* Given records:

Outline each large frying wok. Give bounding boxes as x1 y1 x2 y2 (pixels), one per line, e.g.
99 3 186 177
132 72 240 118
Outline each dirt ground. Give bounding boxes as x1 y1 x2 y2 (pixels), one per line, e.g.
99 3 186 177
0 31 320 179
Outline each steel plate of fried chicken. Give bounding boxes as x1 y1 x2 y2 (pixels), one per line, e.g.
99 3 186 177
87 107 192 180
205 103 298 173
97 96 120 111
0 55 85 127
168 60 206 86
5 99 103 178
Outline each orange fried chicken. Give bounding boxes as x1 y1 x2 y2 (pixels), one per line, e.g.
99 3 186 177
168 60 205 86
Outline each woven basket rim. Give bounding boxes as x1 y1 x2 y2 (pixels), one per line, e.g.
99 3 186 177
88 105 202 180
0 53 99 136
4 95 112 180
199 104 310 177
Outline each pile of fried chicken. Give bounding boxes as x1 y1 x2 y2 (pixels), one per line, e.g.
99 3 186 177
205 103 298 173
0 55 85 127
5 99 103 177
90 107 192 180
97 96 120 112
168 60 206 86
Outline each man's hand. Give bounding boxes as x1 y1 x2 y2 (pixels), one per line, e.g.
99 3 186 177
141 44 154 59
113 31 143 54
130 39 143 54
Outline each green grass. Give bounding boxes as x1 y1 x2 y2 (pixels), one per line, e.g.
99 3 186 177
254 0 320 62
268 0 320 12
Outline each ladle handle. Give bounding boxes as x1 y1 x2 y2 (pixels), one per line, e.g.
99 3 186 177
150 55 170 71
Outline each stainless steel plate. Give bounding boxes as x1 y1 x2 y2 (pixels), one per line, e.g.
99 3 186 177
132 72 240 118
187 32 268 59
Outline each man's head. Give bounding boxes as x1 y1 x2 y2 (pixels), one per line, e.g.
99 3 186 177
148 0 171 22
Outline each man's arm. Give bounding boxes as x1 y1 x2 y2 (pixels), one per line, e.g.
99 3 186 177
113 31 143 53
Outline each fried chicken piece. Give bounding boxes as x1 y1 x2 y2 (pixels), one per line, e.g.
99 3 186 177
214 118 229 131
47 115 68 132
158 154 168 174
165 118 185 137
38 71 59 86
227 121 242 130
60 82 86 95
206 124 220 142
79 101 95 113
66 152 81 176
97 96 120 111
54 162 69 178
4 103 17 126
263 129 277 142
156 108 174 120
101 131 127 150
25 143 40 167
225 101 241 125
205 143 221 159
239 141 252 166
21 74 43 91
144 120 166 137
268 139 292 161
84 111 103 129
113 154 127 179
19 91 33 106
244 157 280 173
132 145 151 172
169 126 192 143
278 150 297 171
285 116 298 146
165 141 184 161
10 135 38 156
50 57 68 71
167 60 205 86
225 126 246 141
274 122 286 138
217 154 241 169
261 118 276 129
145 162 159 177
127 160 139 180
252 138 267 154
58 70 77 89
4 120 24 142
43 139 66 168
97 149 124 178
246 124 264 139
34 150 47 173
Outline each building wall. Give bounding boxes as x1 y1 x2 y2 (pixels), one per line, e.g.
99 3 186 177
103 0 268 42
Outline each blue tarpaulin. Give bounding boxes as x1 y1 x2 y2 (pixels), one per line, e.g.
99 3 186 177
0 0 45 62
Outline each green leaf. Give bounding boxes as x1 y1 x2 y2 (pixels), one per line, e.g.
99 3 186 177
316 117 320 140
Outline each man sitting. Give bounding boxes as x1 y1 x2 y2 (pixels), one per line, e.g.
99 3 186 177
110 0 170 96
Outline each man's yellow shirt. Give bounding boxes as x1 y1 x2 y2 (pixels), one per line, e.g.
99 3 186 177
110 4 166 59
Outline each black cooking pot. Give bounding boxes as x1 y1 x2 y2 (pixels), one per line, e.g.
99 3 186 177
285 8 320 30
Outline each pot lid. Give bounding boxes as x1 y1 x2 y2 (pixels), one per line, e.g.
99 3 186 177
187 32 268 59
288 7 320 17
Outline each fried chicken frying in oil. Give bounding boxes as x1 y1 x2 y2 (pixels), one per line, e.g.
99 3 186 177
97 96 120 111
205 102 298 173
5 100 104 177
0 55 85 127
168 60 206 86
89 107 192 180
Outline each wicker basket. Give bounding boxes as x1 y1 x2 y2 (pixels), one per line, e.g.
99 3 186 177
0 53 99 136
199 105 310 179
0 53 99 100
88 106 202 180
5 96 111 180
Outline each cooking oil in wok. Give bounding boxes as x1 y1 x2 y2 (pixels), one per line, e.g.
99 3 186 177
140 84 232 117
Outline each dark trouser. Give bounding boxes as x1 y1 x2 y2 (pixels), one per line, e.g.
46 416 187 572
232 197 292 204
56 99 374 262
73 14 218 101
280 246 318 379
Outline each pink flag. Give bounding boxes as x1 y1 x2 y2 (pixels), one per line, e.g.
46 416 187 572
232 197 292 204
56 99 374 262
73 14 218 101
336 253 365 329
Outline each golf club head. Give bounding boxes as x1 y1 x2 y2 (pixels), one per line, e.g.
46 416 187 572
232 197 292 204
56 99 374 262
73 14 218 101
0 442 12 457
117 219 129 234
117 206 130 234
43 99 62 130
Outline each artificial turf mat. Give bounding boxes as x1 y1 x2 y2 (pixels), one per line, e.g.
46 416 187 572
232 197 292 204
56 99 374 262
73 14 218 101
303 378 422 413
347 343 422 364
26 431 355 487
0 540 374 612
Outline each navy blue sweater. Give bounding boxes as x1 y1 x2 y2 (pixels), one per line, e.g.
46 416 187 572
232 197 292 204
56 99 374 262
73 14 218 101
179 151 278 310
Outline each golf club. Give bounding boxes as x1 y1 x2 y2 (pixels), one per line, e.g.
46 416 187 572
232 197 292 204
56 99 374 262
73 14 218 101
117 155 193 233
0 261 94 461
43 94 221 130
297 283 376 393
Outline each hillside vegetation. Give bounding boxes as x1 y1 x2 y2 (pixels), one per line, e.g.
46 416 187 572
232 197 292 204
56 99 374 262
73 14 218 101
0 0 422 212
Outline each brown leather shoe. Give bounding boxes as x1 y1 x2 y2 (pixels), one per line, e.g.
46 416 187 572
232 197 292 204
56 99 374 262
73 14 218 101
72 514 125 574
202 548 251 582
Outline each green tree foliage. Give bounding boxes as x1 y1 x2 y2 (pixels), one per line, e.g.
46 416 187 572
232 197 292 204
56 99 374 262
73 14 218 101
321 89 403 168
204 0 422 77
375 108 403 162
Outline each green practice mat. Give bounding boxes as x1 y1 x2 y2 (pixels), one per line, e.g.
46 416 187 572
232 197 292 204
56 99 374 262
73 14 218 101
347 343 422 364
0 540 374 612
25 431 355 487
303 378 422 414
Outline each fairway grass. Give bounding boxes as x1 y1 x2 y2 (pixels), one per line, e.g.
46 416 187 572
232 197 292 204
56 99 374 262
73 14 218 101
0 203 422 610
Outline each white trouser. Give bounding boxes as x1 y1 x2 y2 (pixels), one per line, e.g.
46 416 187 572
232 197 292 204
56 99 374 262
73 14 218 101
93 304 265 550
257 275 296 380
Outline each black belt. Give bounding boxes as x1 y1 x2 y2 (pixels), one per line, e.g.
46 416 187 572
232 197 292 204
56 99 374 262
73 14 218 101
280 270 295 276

* Written instruction:
Copy all of the lines above character for character, in their original order.

* Complete answer:
Outline each large frying wok. Give bounding boxes as x1 y1 x2 y2 (pixels), one per line, e.g.
99 3 186 177
132 72 240 118
Outline each dirt ground. Give bounding boxes as x1 y1 x2 y2 (pixels), one per line, e.g.
99 3 186 177
0 31 320 179
Outline each steel plate of fried chicken. Give bounding boxes as x1 y1 x2 y2 (pixels), one per line, e.g.
99 3 186 177
87 107 192 180
205 103 298 173
97 96 120 111
0 55 85 127
168 60 206 86
5 99 103 178
Outline each orange fried chicken. Give bounding boxes as x1 y1 x2 y2 (pixels), one per line, e.g.
99 3 186 177
168 60 205 86
Outline each woven basket rim. Give bounding boxes as x1 y1 x2 y2 (pixels), one per line, e.g.
99 3 186 177
88 105 202 180
0 53 99 136
4 95 112 180
199 104 310 177
Outline each pile of fried chicken. Give bounding boxes as x1 y1 x2 y2 (pixels), one per line, e.g.
99 3 186 177
205 103 298 173
0 55 85 127
5 99 103 177
90 107 192 180
97 96 120 112
168 60 206 86
Outline each man's hand. Give bounding boxes as x1 y1 x2 y2 (pixels), one per line, e.g.
99 3 186 177
141 44 154 59
113 31 143 54
130 39 143 54
Outline each green grass. Give bounding boxes as x1 y1 x2 y2 (pixels), one per line, e.g.
99 3 186 177
254 0 320 62
268 0 320 12
Outline each ladle handle. Give bounding boxes as x1 y1 x2 y2 (pixels), one per line, e.g.
99 3 186 177
150 55 170 71
Outline each stainless steel plate. Give bounding boxes as x1 y1 x2 y2 (pixels), one per line, e.g.
99 3 186 177
132 72 240 118
187 32 268 59
Outline each man's head. Give bounding boxes as x1 y1 x2 y2 (pixels), one per line, e.g.
99 3 186 177
148 0 171 22
Outline each man's arm. Give bounding boxes as x1 y1 x2 y2 (pixels), one per line, e.g.
99 3 186 177
113 31 143 53
Outline each fried chicken piece. Give bounding boxes as x1 y1 x2 y2 (pixels), one per line, e.g.
99 3 186 177
214 118 229 131
47 115 68 132
158 154 168 174
165 118 185 137
38 71 59 86
227 121 242 130
60 82 86 95
206 124 220 142
79 101 95 113
66 152 81 176
97 96 120 111
54 162 69 178
4 103 17 126
263 129 277 142
156 108 174 120
101 131 127 150
25 143 40 167
225 101 241 125
205 143 221 159
239 141 252 166
21 74 43 91
144 120 166 137
268 139 292 161
84 111 103 129
113 154 127 179
19 91 33 106
244 157 280 173
132 145 151 172
169 126 192 143
278 150 297 171
285 116 298 146
165 141 184 161
10 135 38 156
50 57 68 71
167 60 205 86
225 126 246 141
274 122 286 138
217 154 241 169
261 118 276 129
145 162 159 177
127 160 139 180
252 138 267 154
58 70 77 89
4 120 24 142
43 139 66 168
97 149 124 178
246 124 264 139
34 150 47 173
Outline each building wall. Give bounding boxes as x1 y1 x2 y2 (pixels), one per line, e.g.
99 3 186 177
103 0 268 42
Outline each blue tarpaulin. Give bounding boxes as x1 y1 x2 y2 (pixels), one per line, e.g.
99 3 186 177
0 0 45 62
Outline each green leaf. Give bounding boxes as x1 y1 x2 y2 (pixels), one per line, e.g.
99 3 186 177
316 117 320 140
Outline each man sitting. Give bounding boxes as x1 y1 x2 y2 (pixels), one per line, e.g.
99 3 186 177
110 0 170 96
Outline each man's yellow shirt. Give bounding boxes as x1 y1 x2 y2 (pixels), one per line, e.g.
99 3 186 177
110 4 166 59
Outline each black cooking pot. Give bounding boxes as x1 y1 x2 y2 (pixels), one per line, e.g.
99 3 186 177
285 8 320 30
Outline each pot lid. Give bounding boxes as x1 y1 x2 y2 (pixels), one per line, e.g.
99 3 186 177
187 32 268 59
288 7 320 17
Outline each fried chicken frying in oil. Give bounding boxes as x1 y1 x2 y2 (pixels), one per line, e.g.
99 3 186 177
97 96 120 111
205 102 298 173
5 100 104 177
0 55 85 127
168 60 206 86
89 107 192 180
Outline each wicker basket. Give bounding boxes as x1 y1 x2 y2 (pixels), one per line, e.g.
99 3 186 177
0 53 99 136
199 105 310 179
0 53 99 100
88 106 202 180
5 96 111 180
Outline each cooking oil in wok. Give bounding boxes as x1 y1 x2 y2 (pixels), one per line, e.g.
99 3 186 177
140 84 232 117
Outline each dark trouser. Give bounding boxes as x1 y1 x2 y2 (pixels), one per line, e.g.
46 416 187 572
232 197 292 204
56 99 374 262
73 14 218 101
280 246 318 379
Outline each pink flag. Give bounding boxes as x1 y1 x2 y2 (pixels), one per line, e.g.
46 416 187 572
232 197 292 204
56 99 374 262
73 14 218 101
336 253 365 329
Outline each golf club head. Give bounding boxes as x1 y1 x2 y2 (pixels), one per line, e.g.
46 416 187 572
232 197 292 204
56 99 374 262
73 14 218 101
0 442 12 457
117 219 129 234
117 206 130 234
43 99 62 130
Outline each artificial turf mat. Give bounding boxes as x1 y1 x2 y2 (pixels), one per line, e.g.
46 416 187 572
232 197 292 204
56 99 374 262
73 14 218 101
303 378 422 413
347 343 422 364
26 431 355 487
0 540 374 612
Outline each navy blue sweater. Give bounding boxes as x1 y1 x2 y2 (pixels), one per line, e.g.
46 416 187 572
232 197 292 204
56 99 374 262
73 14 218 101
179 151 278 310
Outline each golf club. Give bounding boxes as x1 y1 x2 y2 (pixels), one per line, e.g.
46 416 187 572
232 197 292 204
56 99 374 262
73 14 218 101
117 155 193 233
0 261 94 461
43 94 221 130
297 283 376 393
Outline each hillside vegetation. Give bounding boxes as x1 y1 x2 y2 (pixels), one per line, e.g.
46 416 187 572
232 197 292 204
56 99 374 262
73 14 218 101
0 0 422 212
Outline each brown leather shoe. Give bounding boxes as x1 y1 x2 y2 (pixels), one per line, e.g.
46 416 187 572
232 197 292 204
56 99 374 262
73 14 218 101
72 514 125 574
202 548 251 582
Outline each green tree foliage. Give bounding boxes as x1 y1 x2 y2 (pixels), one per line, e.g.
46 416 187 572
232 197 292 204
56 99 374 262
73 14 218 101
321 89 403 168
204 0 422 77
375 108 403 162
Outline each green practice mat. Give bounding boxes as x1 y1 x2 y2 (pixels), one per line, e.g.
46 416 187 572
232 197 292 204
56 99 374 262
73 14 218 101
347 343 422 364
0 540 374 612
25 431 355 487
303 378 422 414
Outline each fairway grass. Give bounding boxes as x1 y1 x2 y2 (pixels), one per line, e.g.
46 416 187 572
232 197 292 204
56 99 374 262
73 14 218 101
0 203 422 610
Outline each white trouser. Give bounding boxes as x1 y1 x2 y2 (pixels), one per line, e.g.
46 416 187 572
232 197 292 204
56 99 374 262
73 14 218 101
93 304 265 550
257 275 296 380
Outline each black belt. Give bounding boxes as x1 y1 x2 y2 (pixels), one per line, e.g.
46 416 187 572
232 197 292 204
56 99 374 262
73 14 218 101
280 270 295 276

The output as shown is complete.